┌─ Provided information

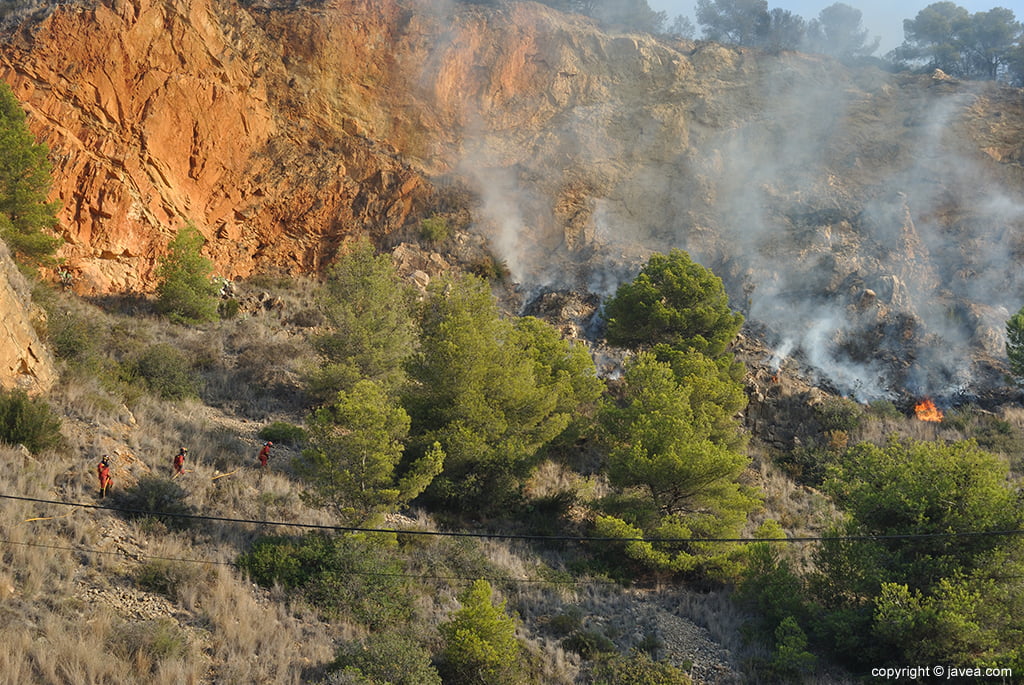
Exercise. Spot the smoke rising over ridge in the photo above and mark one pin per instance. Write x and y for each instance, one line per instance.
(854, 216)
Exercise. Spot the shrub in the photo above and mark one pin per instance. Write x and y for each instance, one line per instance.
(158, 499)
(480, 644)
(674, 301)
(165, 371)
(159, 640)
(185, 292)
(637, 669)
(434, 229)
(589, 644)
(388, 657)
(228, 308)
(351, 576)
(29, 421)
(25, 182)
(167, 578)
(281, 432)
(839, 414)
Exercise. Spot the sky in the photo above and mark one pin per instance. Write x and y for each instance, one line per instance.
(881, 17)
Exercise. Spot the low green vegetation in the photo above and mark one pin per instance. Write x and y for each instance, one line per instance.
(434, 229)
(185, 290)
(440, 407)
(26, 216)
(29, 421)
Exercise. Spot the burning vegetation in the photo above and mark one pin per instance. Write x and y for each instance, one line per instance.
(927, 411)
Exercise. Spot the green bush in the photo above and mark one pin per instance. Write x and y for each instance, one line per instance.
(839, 414)
(157, 499)
(185, 292)
(388, 657)
(25, 182)
(165, 371)
(637, 669)
(29, 421)
(167, 578)
(674, 301)
(281, 432)
(479, 641)
(434, 229)
(589, 644)
(159, 640)
(358, 578)
(228, 308)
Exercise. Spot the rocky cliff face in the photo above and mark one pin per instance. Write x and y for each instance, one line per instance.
(25, 362)
(866, 223)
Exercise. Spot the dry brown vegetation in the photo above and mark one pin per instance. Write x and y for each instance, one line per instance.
(165, 603)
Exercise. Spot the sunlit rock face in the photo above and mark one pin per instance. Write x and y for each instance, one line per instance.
(25, 362)
(867, 223)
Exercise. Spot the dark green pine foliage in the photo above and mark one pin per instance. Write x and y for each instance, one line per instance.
(25, 180)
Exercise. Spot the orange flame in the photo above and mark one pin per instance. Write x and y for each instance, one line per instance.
(927, 411)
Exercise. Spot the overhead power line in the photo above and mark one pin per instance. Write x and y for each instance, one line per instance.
(524, 537)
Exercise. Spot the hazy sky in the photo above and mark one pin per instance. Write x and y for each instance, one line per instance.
(881, 17)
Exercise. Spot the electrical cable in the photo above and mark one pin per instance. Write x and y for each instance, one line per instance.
(416, 576)
(525, 537)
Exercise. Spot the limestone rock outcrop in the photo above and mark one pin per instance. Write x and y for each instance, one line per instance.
(25, 362)
(284, 129)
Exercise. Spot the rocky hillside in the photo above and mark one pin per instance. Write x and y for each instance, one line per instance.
(868, 224)
(25, 361)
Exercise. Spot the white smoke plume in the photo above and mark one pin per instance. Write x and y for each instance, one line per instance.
(849, 220)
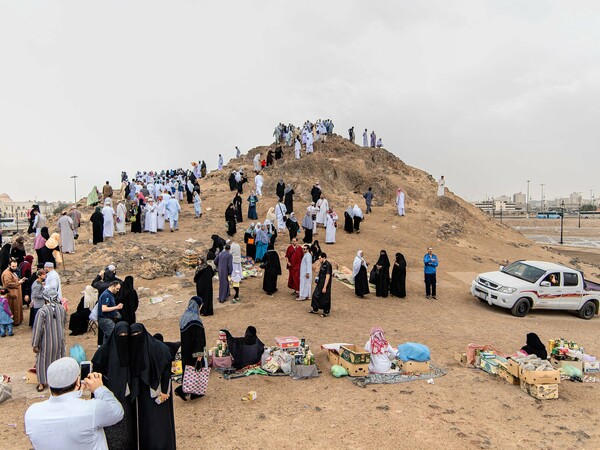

└─

What you will do >> Copy out every line of the entries above word for word, without the pictures.

Result of the exercise >>
Exercise. Spot the smoke rising over ridge in the photo above and mark one pin per instance. Write x and y for each instance, one line per instance.
(854, 216)
Exercise. Spot the shrub in the photo above and mark one pin per instance. Write x and y for each instance, one line per instance.
(158, 499)
(480, 644)
(674, 301)
(165, 371)
(159, 640)
(185, 292)
(637, 669)
(434, 229)
(589, 644)
(388, 657)
(228, 308)
(351, 576)
(29, 421)
(25, 182)
(167, 578)
(281, 432)
(839, 414)
Exercise. Spot the sky in the photo above and mark one pin per instance. Write x and y for each instance, one line per instance.
(881, 17)
Exercise. Spot the low green vegetation in the photo above and mark one pin per instance. Write x and y for each instance, one line per instance.
(434, 229)
(185, 290)
(440, 407)
(26, 216)
(29, 421)
Exercise. Spot the burning vegetation in the photo above and mark one pin per instance. Write x and y for each instance, one line per instance.
(927, 411)
Exercise. Spot the green bush in the photo above and mark one pin per instance. Write x and y for each instance, one line per instance.
(839, 414)
(157, 499)
(185, 292)
(388, 657)
(25, 182)
(165, 371)
(637, 669)
(29, 421)
(167, 578)
(674, 301)
(281, 432)
(479, 641)
(434, 229)
(589, 644)
(159, 640)
(358, 578)
(228, 308)
Exercise. Spot the rocky cliff face in the photo above and mark one pin per instance. Write x and y for each instance, one line per instance.
(25, 362)
(866, 223)
Exercise. Spot the dry brown vegetation in the photo above and mark one pin per instance. Write x and y for each instance, one line per instance.
(165, 603)
Exercise. Spot the sunlit rock face in the photo above and mark one pin per instance. Write x and y for each instance, one line per instance.
(25, 362)
(867, 223)
Exercise. Spot the dark green pine foliage in the photo above and mark one pin per instance. Write x and y for each instance, one line per instance.
(25, 180)
Exercise. Spot the orange flame in the photo above and mark one pin per instance. Write x and y for each instance, one line per instance.
(927, 411)
Exercise. Spot the overhead power line in the photo above and mark one pin per instance. Write x and y for each instance, one line per instance.
(524, 537)
Exercise. Spot the hazy sky in the photo above and mark one pin per instance. Write x and y for each instance, one line per instance.
(881, 17)
Exercise. Spot the electrical cable in the photo above and mark one pin per instance. Write x and y for each instance, one line per instance.
(416, 576)
(525, 537)
Exercise. Spot the limestone rock outcrop in the photo above and mark one pin per instance. Write x and y for each instance, one line per instance.
(25, 362)
(284, 129)
Exercise. Spot the rocky hillside in the photo above and mark one pin per instance. Write x and y for each instance, one line per instance.
(868, 224)
(25, 361)
Exercise. Spot the white smoke plume in the photo above and mark one pin per instance. Write x and y for each instance, one line per instance.
(849, 220)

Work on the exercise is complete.